I'm going to go ahead and assume that by "dislodge earth's orbit" you mean "escape the gravity of the sun." Correct me if I am incorrect, of course.

To answer your question: Unfortunately, no, we can't even hope to do that, even if we waive the survival of life as a requirement.

In order to effectively break from orbit around the sun, we have to reach what is called Escape Velocity. This is the minimum speed at which an object must be travelling in order for that object not to be slowed and reversed by the gravity of the body it is trying to escape. Think of throwing a ball into the air. The faster you throw it, the farther up it travels before falling back to the ground. If you throw it fast enough, it will never return. This speed is escape velocity.

The Solar Escape Velocity is 42.1 km/s. That's fast. The Earth actually already moves at about 30 km/s though, so if we wanted to eject the Earth from her Solar Orbit, we need an effective Delta-V of 12.1 km/s. Let's do some quick math to see how much energy will be needed to achieve that change in velocity.

Kinetic Energy is calculated with the formula E = (1/2)mv^2 where m is the mass of the object and v is its velocity. The mass of the earth is 5.972x10^24 kg. The velocity of the earth, as I stated, is 30,000 m/s. Inserting those into the equation yields a kinetic energy of 2.6874x10^33 Joules. This is the current kinetic energy of the Earth.

To find out how much energy we will need, we need to calculate the hypothetical kinetic energy of the earth at escape velocity, then subtract the current energy to get the difference. Running the numbers using solar escape velocity gives a kinetic energy of 5.2924x10^33 Joules. That's something like double the current energy of the earth. To be exact, we'll need to increase the earth's kinetic energy by 2.605x10^33 Joules.

So how much energy IS 2.605x10^33 Joules? If we write out that number in a more familiar way, it looks like this: 2,675,000,000,000,000,000,000,000,000,000,000 J. To be honest, there is really no way the human mind can grasp that sort of number. The entire energy consumption of human civilization of the Earth is something like 10^19 J in one year. The Estimated reserves of energy bound in oil is 10^22 J. Magnitude ~9 Earthquakes put out similar energy. The meteor strike that "killed" the Dinosaurs released about 10x that amount. Here's the thing about this sort of estimation, though. 10^23 might seem only slightly less than 10^33, but in reality each single increase in the exponent increases the number by 10 times. 10^33 is 10 BILLION times greater than 10^23.

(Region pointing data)

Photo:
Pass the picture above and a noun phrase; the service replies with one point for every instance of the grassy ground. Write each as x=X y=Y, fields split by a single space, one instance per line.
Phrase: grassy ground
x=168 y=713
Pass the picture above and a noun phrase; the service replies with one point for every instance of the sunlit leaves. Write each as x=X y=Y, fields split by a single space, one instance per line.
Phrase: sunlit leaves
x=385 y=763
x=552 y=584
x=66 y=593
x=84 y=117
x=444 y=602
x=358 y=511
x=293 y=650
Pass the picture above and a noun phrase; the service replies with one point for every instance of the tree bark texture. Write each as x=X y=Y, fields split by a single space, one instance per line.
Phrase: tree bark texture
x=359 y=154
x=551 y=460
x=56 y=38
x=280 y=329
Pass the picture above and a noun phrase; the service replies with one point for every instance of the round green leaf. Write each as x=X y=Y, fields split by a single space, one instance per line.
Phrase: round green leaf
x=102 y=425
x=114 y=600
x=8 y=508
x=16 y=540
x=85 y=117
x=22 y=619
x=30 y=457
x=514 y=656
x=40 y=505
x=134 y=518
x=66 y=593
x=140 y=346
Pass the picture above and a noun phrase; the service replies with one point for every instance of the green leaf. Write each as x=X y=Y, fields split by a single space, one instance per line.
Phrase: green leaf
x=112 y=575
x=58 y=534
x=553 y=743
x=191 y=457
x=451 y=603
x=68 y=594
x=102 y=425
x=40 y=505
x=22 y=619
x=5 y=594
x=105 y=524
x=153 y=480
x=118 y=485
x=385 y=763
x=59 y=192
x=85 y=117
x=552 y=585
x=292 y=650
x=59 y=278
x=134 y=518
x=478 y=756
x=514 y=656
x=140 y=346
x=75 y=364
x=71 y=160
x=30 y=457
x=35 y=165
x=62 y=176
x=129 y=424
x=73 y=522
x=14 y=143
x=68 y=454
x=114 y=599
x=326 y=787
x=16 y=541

== REQUIRED TASKS ==
A - According to the text on escaping the sun's gravity, what is the Solar Escape Velocity?
B - Write the next part of the text on escaping the sun's gravity, picking up right after its final sentence.

== RESPONSES BY TASK ==
A - 42.1 km/s

B -
Going back to the Earthquake example, a magnitude 9 Earthquake is horribly intense, and it's not even close to enough energy. An estimated magnitude 12 is what was caused during the above mentioned meteor strike in the Yucatan, and even THAT is way too small. The level of energy we would need to break the Earth free from the sun would register as a magnitude 19 on the Richter Scale. This is literally Earth Shattering. So even if humanity DID possess enough energy to achieve this goal (we don't), then attempting it would literally destroy the earth.

But that's all assuming we wanted to do it all at once. Obviously we don't launch rockets using one giant bomb, we distribute the energy flow over the course of the launch. Let's assume we mounted a massive rocket engine on one side of the Earth, and lit it off with the hope of launching the Earth away from the sun after a long burn. If we limited the energy output of the rocket to something reasonable (let's say ~5x10^16 Watts, which would feel like a constant magnitude 8 earthquake) then the rocket would burn for a billion years before the Earth had enough velocity to escape the sun's gravity.

So unfortunately, I can't really say that moving the Earth is a viable option. Her mass is just Too Damn High!

How much would you want to move the orbit for it to be considered significant?

Back in October 2013, the Juno probe stole some of Earth's momentum as it flew by in a gravity assist, altering it's orbit. The amount was infinitesimally small, but still measurable to a degree.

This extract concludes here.